AIM:
Return the material exactly as supplied, apart from the pictures, which are omitted.

════════════════

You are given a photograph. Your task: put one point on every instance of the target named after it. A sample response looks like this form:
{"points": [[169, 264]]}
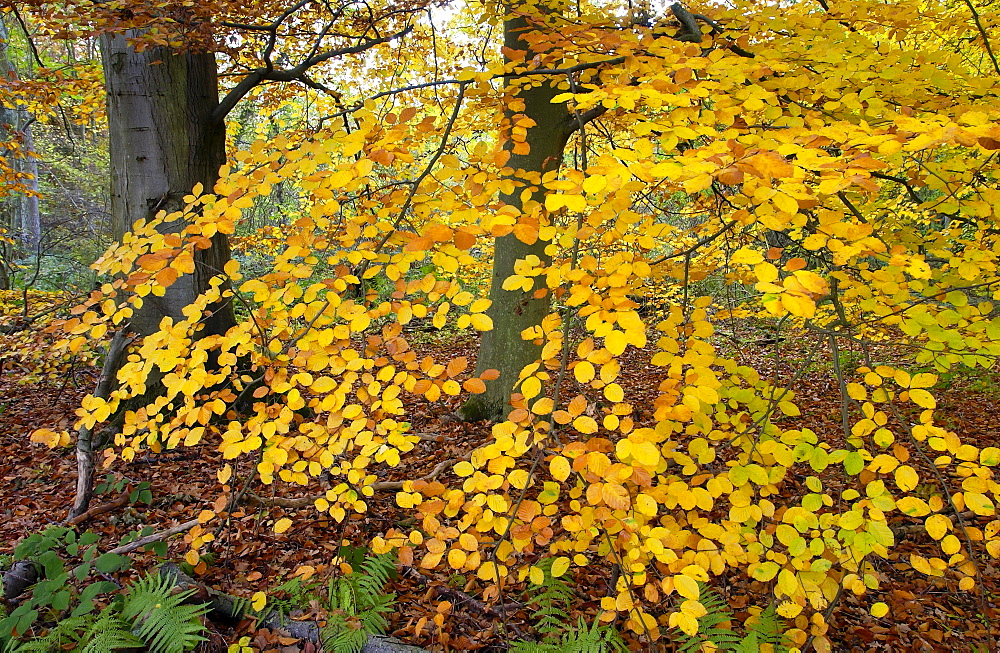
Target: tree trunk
{"points": [[503, 348], [164, 141], [20, 210]]}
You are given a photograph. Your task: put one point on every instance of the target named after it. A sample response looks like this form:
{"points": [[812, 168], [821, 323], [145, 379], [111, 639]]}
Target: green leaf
{"points": [[112, 562]]}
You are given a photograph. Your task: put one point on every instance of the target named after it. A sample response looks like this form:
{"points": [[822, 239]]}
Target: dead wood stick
{"points": [[381, 486], [99, 510], [154, 537]]}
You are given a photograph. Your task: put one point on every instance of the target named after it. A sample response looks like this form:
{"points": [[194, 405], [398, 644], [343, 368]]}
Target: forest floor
{"points": [[925, 614]]}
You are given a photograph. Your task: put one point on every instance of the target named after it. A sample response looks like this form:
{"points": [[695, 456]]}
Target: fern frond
{"points": [[161, 618], [599, 638], [358, 602], [68, 631], [109, 632], [552, 602]]}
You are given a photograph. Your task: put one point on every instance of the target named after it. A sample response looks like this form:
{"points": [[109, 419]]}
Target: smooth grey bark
{"points": [[85, 463], [503, 348], [164, 139]]}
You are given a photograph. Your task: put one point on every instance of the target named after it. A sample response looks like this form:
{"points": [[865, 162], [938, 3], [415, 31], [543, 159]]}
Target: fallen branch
{"points": [[461, 597], [225, 608], [380, 486], [154, 537], [99, 510]]}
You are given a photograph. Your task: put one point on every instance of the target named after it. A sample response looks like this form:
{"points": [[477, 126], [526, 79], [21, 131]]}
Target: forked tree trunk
{"points": [[163, 141], [503, 348]]}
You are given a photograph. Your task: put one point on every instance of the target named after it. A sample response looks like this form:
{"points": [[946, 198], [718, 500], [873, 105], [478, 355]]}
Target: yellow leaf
{"points": [[560, 566], [481, 322], [687, 623], [922, 398], [785, 203], [614, 392], [798, 305], [531, 387], [937, 525], [979, 504], [323, 385], [687, 587], [559, 468], [616, 342], [584, 372], [906, 478], [305, 572], [747, 256], [457, 558]]}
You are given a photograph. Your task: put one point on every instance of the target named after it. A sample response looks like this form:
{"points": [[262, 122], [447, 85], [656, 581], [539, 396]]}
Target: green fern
{"points": [[109, 632], [161, 618], [68, 631], [358, 603], [599, 638], [715, 628], [552, 600]]}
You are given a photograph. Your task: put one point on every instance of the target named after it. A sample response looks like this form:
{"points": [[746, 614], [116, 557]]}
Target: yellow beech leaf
{"points": [[922, 398], [616, 342], [614, 393], [937, 526], [615, 496], [584, 372], [687, 587], [481, 322], [980, 504], [746, 256], [457, 558], [906, 478], [585, 424], [798, 305], [530, 387], [560, 468], [560, 566]]}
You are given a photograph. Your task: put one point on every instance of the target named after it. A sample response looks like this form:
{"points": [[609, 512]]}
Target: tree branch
{"points": [[260, 75]]}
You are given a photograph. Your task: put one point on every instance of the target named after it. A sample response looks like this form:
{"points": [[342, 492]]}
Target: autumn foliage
{"points": [[827, 169]]}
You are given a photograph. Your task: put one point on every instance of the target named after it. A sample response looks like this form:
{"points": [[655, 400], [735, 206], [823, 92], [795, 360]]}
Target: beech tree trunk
{"points": [[163, 141], [503, 348], [20, 212]]}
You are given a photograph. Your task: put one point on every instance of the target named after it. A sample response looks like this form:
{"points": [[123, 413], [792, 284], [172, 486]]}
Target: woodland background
{"points": [[541, 326]]}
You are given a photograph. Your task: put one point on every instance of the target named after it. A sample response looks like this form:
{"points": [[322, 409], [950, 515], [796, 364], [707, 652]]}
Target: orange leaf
{"points": [[457, 366], [475, 386]]}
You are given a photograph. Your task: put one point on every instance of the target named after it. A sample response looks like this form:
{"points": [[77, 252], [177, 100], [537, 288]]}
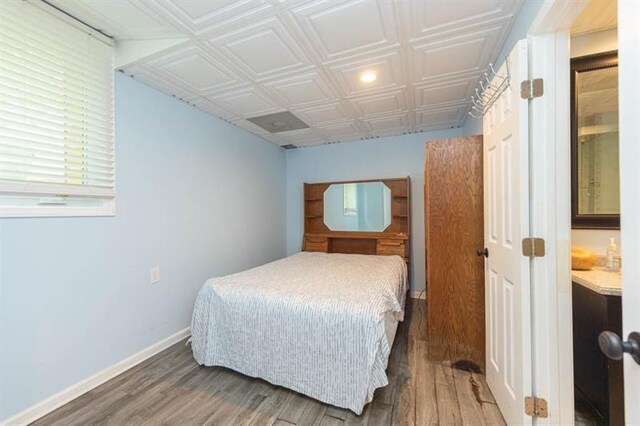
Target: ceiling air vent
{"points": [[279, 122]]}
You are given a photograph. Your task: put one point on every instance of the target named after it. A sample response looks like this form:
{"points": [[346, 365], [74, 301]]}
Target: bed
{"points": [[321, 324]]}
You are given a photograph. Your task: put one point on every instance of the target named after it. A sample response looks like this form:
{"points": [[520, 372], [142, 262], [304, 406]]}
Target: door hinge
{"points": [[533, 247], [535, 407], [530, 89]]}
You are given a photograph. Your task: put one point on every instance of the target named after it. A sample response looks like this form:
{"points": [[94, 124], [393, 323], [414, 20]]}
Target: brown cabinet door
{"points": [[454, 234]]}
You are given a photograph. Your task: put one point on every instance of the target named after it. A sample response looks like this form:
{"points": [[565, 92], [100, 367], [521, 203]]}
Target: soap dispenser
{"points": [[613, 256]]}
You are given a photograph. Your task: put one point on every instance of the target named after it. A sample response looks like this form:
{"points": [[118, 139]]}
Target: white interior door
{"points": [[507, 277], [629, 124]]}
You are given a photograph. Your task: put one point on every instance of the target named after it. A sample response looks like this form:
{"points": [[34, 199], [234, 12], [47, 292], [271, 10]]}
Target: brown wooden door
{"points": [[454, 233]]}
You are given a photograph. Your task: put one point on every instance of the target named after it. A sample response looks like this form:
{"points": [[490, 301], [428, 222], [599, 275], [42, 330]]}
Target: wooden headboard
{"points": [[394, 240]]}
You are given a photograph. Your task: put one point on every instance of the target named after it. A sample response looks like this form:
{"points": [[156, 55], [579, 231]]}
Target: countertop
{"points": [[599, 280]]}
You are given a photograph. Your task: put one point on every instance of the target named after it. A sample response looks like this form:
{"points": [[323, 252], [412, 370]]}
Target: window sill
{"points": [[56, 211]]}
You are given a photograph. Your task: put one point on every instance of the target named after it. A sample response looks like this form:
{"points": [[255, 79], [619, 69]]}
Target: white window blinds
{"points": [[56, 112]]}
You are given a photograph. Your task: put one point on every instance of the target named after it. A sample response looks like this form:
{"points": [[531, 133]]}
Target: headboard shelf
{"points": [[394, 240]]}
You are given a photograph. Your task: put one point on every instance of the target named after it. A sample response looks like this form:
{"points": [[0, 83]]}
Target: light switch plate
{"points": [[154, 275]]}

════════════════

SOLUTION FOR THIS TASK:
You are given a photograph. Your task: put one point on every instance of the target named after it. A sample response looks like this form:
{"points": [[169, 264]]}
Target: tree trunk
{"points": [[503, 348], [164, 141], [20, 210]]}
You are given a photograph. Your task: put one point on every instance of the target named after it. A sample response looks like this form:
{"points": [[812, 168], [821, 323], [145, 379], [111, 639]]}
Target: green leaf
{"points": [[112, 562]]}
You are given a photograph. Your task: put one point on every instance of the target named after it. A sample response looks like this form:
{"points": [[822, 239]]}
Target: dead wood stick
{"points": [[381, 486], [99, 510], [154, 537]]}
You are given a photograph. Your task: put one point on every instance of the target named after it. A sample response looks like this form:
{"points": [[194, 405], [398, 644], [343, 368]]}
Target: forest floor
{"points": [[925, 614]]}
You are given a photograph. Your task: put one point on every instance of the target named after it. A sample response looks like this form:
{"points": [[695, 456]]}
Target: fern frond
{"points": [[161, 618], [599, 638], [358, 602], [68, 631], [109, 632], [552, 602]]}
You are given a photograph. Your task: put one point on every instance of the target named after it. A sample response looks like this form:
{"points": [[109, 419]]}
Target: smooth grey bark
{"points": [[85, 463], [503, 348], [164, 139]]}
You are given a photograph. Your task: put one point on every instance of the target named after it. A sample response looks like this form:
{"points": [[865, 162], [938, 3], [415, 31], [543, 159]]}
Target: fallen branch
{"points": [[461, 597], [225, 608], [380, 486], [154, 537], [99, 510]]}
You are given a photograph. Your task: put one point on every instance of the target named after it. A sample response looks like this form:
{"points": [[477, 126], [526, 79], [21, 131]]}
Target: forked tree trunk
{"points": [[163, 141], [503, 348]]}
You are given a photograph. Your task: put one point on every instance of the target named after it. A sample response looks like this form:
{"points": [[946, 198], [718, 500], [873, 105], [478, 355]]}
Target: yellow leaf
{"points": [[560, 566], [481, 322], [687, 623], [922, 398], [785, 203], [614, 392], [798, 305], [531, 387], [937, 525], [979, 504], [323, 385], [687, 587], [559, 468], [616, 342], [584, 372], [906, 478], [305, 572], [747, 256], [457, 558]]}
You are given a photograph. Your task: put one point on every instance of the target named after it. A sample response looks like this form:
{"points": [[262, 122], [447, 85], [656, 581], [539, 396]]}
Target: green fern
{"points": [[109, 632], [161, 618], [68, 631], [358, 603], [599, 638], [715, 628], [552, 600]]}
You are given a photograph. Your task: put one point on every instance of the target named after it. A sample response looks like this form:
{"points": [[746, 614], [116, 557]]}
Target: yellow beech leaf
{"points": [[922, 398], [616, 342], [614, 393], [937, 526], [615, 496], [584, 372], [687, 587], [481, 322], [980, 504], [746, 256], [457, 558], [906, 478], [585, 424], [798, 305], [530, 387], [560, 468], [560, 566]]}
You are given a photograph. Your task: put one point on every instance of the target named after it. A sample response looks like this form:
{"points": [[609, 512]]}
Target: tree branch
{"points": [[260, 75]]}
You are given a photograph. Your task: put one point on every instance of the target named after it. A sample response looks like this form:
{"points": [[342, 492]]}
Target: autumn foliage
{"points": [[827, 169]]}
You are given a photograph. Your task: put one point on every instance of the target named after it. A sample response looks like this form:
{"points": [[655, 400], [735, 206], [823, 92], [795, 360]]}
Target: beech tree trunk
{"points": [[163, 141], [503, 348], [20, 212]]}
You are given a photograph. Your task: put one point on every instance of the target named after it. A sample response looks like this form:
{"points": [[123, 413], [792, 284], [172, 486]]}
Target: woodland background
{"points": [[541, 326]]}
You are given a photograph. Your task: put one point on every instance of the target named after it. A sample response looks like this form:
{"points": [[322, 409], [950, 515], [796, 364], [707, 652]]}
Target: orange leaf
{"points": [[457, 366], [475, 386]]}
You are given a photograph. Your task: put one point on every instance of the target named after it. A sample response looks like this form:
{"points": [[77, 252], [177, 100], [537, 288]]}
Target: ceiling air vent
{"points": [[279, 122]]}
You are given a photograph. Your task: put one point on every instance of the target named after it. A sample response looks like this form:
{"points": [[346, 365], [74, 301]]}
Target: bed
{"points": [[321, 324]]}
You are given a photograph. Your task: put one point on every instance of the target named after it. A sample response looks like this form:
{"points": [[520, 372], [142, 262], [304, 406]]}
Target: door hinge
{"points": [[533, 247], [535, 407], [530, 89]]}
You are given a photograph. Your task: put one point on every instance of the target named after it. A sample response looks like this form:
{"points": [[94, 124], [393, 323], [414, 20]]}
Target: brown cabinet door
{"points": [[454, 234]]}
You are given a photograph. Your task: put one point on every instance of the target named after it. A sample response looks like this form:
{"points": [[565, 92], [100, 367], [521, 203]]}
Target: soap dispenser
{"points": [[613, 256]]}
You are given a photograph. Your task: put one point on every instance of the target named after it. A sample response looks like this form:
{"points": [[118, 139]]}
Target: white interior door
{"points": [[507, 277], [629, 124]]}
You are given a photograph. Your task: put one point on every instance of the target named after it. A sample response looks like this form:
{"points": [[34, 199], [234, 12], [47, 292], [271, 10]]}
Target: brown wooden door
{"points": [[454, 233]]}
You are given a photograph. Your task: put one point on every instance of the target named after it. A sample response looks like this form:
{"points": [[490, 301], [428, 222], [599, 275], [42, 330]]}
Target: wooden headboard
{"points": [[394, 240]]}
You are given a photograph. Your task: put one point on every instance of the target named after it. A sample response looks like this form:
{"points": [[156, 55], [579, 231]]}
Target: countertop
{"points": [[599, 280]]}
You are given a photograph. Your task: put one point on every instance of the target named after it. A sample response looks like this form:
{"points": [[323, 252], [412, 370]]}
Target: window sill
{"points": [[56, 211]]}
You are given a photograph. Your task: put one point on every instance of the target named after it. A sample response looks like this form:
{"points": [[255, 79], [619, 69]]}
Target: white window blinds
{"points": [[56, 112]]}
You are given a photograph. Your task: put one point on every instance of the target named after it. A sample response looks like this form:
{"points": [[531, 133]]}
Target: headboard shelf
{"points": [[394, 240]]}
You are given a photograph. Your task: put one point on every instance of the target named after it. A sample response looks like this form:
{"points": [[0, 83]]}
Target: light switch plate
{"points": [[154, 275]]}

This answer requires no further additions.